Stored data entries:
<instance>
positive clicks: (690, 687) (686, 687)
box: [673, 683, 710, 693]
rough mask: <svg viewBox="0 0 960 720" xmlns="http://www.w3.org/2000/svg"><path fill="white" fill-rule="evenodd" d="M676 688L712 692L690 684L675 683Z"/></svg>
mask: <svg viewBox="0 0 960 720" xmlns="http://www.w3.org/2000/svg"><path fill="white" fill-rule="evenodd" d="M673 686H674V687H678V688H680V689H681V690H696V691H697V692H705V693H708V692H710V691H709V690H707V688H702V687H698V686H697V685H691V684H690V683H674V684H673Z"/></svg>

# Job item:
Reproduce each line of the records above word for word.

# Answer area:
<instance>
positive clicks: (690, 687) (686, 687)
box: [673, 683, 710, 693]
rough mask: <svg viewBox="0 0 960 720" xmlns="http://www.w3.org/2000/svg"><path fill="white" fill-rule="evenodd" d="M676 688L712 692L690 684L675 683Z"/></svg>
mask: <svg viewBox="0 0 960 720" xmlns="http://www.w3.org/2000/svg"><path fill="white" fill-rule="evenodd" d="M673 686H674V687H678V688H680V689H681V690H696V691H697V692H705V693H708V692H710V691H709V690H707V688H702V687H698V686H697V685H691V684H690V683H674V684H673Z"/></svg>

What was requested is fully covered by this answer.